* TEXT EXCERPT *
┌──

Zoropsis spinimana is a spider species, belonging to the family Zoropsidae. It is distributed widely in the Mediterranean, but reaches into Russia, and was introduced to the United States, primarily in the San Francisco Bay Area. Males of the spider species Zoropsis spinimana reach a length of about 10–12 millimetres (0.39–0.47 in), while females are 15–18 millimetres (0.59–0.71 in) long.
This spider looks rather like a wolf spider as its eyes are of the same configuration, but unlike wolf spiders, the eyes of Zoropsis spiders are more spread out along the front third of the cephalothorax. The front body (prosoma) is brownish with broad darker markings. The abdomen (opisthosoma) has median black markings. The legs are mainly a speckled brown color. Spiders of the species can be found on forest edges under rocks and tree bark, where they hunt for prey during the night. Like all Zoropsid spiders, Zoropsis spinimana does not build a web but hunts freely. Since this spider cannot survive in a harsh climate, it often seeks refuge in human habituation and is frequently found in houses where the temperature is milder for it and the food is more abundant. Spiders of the species Zoropsis spinimana are sexually mature in autumn.
The females lay eggs in spring, resting in a brood chamber on the cocoon. Despite the fact that this spider is large enough to be intimidating, Zoropsis spinimana is harmless. No spider in this genus is known to be medically important and there are no verified accounts of bites by this spider causing any significant medical problems.

└──

* SUPPLIED MATERIAL *
┌──

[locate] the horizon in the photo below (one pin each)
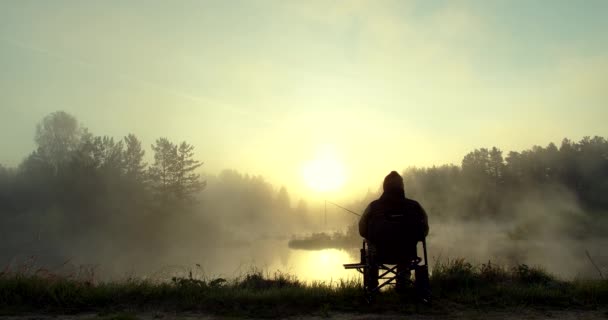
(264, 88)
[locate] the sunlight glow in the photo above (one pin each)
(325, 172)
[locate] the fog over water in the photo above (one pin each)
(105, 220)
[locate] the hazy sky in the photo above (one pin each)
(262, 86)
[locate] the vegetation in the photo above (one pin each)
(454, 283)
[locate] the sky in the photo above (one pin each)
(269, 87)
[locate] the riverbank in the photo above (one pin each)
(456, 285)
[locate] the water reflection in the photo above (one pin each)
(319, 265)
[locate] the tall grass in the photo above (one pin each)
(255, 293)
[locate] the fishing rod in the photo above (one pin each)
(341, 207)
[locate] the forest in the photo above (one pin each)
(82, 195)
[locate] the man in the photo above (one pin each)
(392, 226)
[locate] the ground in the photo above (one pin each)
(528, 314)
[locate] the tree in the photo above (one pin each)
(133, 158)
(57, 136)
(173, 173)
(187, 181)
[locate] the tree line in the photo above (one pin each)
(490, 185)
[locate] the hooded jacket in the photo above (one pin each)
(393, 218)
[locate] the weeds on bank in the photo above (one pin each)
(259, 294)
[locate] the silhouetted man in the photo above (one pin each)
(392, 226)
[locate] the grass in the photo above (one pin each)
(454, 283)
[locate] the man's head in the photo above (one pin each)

└──

* EXPLORE THE MATERIAL *
(A) Summarize the Zoropsis spinimana text in two sentences.
(B) Please translate this sentence from the Zoropsis spinimana text into Spanish: "Like all Zoropsid spiders, Zoropsis spinimana does not build a web but hunts freely."
The records have no connection to the Zoropsis spinimana text.

* SOLUTIONS *
(A) Zoropsis spinimana is a spider in the family Zoropsidae that is widespread in the Mediterranean, reaches into Russia and was introduced to the United States, mainly the San Francisco Bay Area. It resembles a wolf spider, hunts freely at night without building a web, often shelters in houses, and, despite its intimidating size, is harmless.

(B) Como todas las arañas zorópsidas, Zoropsis spinimana no construye una telaraña, sino que caza libremente.